BIRCH

TUTORIAL:

Annotating a sequence using NCBI Sequin


Oct. 21, 2014

NCBI Sequin - Getting Started with Sequin http://www.ncbi.nlm.nih.gov/projects/Sequin/gettingstarted.html
NCBI Sequin - Quick Guide http://www.ncbi.nlm.nih.gov/projects/Sequin/QuickGuide/sequin.htm


This tutorial takes you through an example of how to use the NCBI Sequin program to  annotate and submit a sequence to GenBank.

In the previous tutorial, we created a synthetic plasmid construct containing a GUS gene from pBI101 cloned between the SacI and BamHI sites of pBluescriptKSm13+. This sequence is in a Pearson/Fasta file called 'pBSGUS.fsa'. 

This tutorial will annotate the two components of the synthetic sequence, and also the locations of the coding regions for the GUS gene and the Ampicillin Resistance gene (beta-lactamase) from the Bluescript vector.  This is critical, because it documents precisely what you have done. The ability to reproduce results is as important in computers as it is in the lab. GenBank format is the richest and most versatile sequence file format, and it is read by most sequence programs. SEQUIN automates the process of creating GenBank format files.

### Required tasks
1. Reproduce the passage of the Sequin tutorial starting with "In the previous" and going on through "file called 'pBSGUS.fsa'.".
2. Decide whether each statement agrees with the Sequin tutorial. Answer yes or no and quote the words that settle it.
(a) The synthetic plasmid sequence is stored in a Pearson/Fasta file named 'pBSGUS.fsa'.
(b) The GUS gene was cloned between the SacI and EcoRI sites of the vector.
(c) GenBank format is read by only a few sequence programs.
The records that follow have nothing to do with the Sequin tutorial.

### Given records
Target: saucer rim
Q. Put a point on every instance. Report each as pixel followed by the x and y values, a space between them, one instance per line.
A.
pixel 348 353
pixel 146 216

* * *

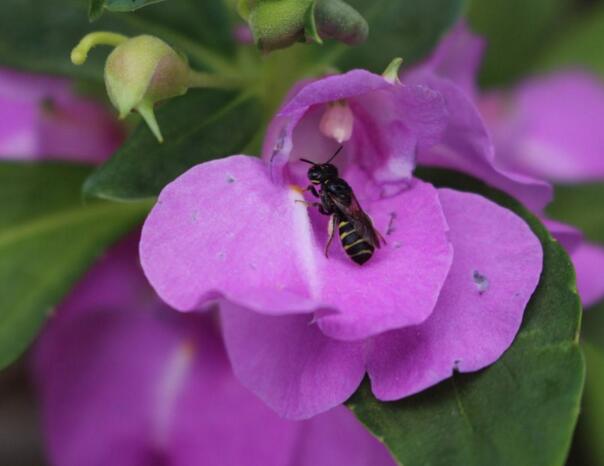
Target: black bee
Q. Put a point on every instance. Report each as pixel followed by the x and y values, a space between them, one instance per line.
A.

--

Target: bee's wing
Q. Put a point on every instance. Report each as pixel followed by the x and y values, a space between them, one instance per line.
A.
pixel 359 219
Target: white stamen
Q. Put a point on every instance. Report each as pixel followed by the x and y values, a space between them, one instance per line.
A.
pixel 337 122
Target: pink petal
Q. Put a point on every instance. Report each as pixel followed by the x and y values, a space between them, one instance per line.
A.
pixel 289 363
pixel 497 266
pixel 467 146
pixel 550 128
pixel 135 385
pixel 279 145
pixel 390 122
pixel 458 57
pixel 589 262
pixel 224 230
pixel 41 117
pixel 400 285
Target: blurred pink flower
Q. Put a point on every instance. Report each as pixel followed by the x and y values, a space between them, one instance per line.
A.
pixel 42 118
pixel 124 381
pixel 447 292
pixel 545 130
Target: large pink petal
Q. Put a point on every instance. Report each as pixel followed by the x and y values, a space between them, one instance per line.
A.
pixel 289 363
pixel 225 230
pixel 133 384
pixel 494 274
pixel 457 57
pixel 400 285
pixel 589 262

### Results of the exercise
1.
In the previous tutorial, we created a synthetic plasmid construct containing a GUS gene from pBI101 cloned between the SacI and BamHI sites of pBluescriptKSm13+. This sequence is in a Pearson/Fasta file called 'pBSGUS.fsa'.

2.
(a) Yes: "This sequence is in a Pearson/Fasta file called 'pBSGUS.fsa'."
(b) No: "cloned between the SacI and BamHI sites of pBluescriptKSm13+"
(c) No: "it is read by most sequence programs"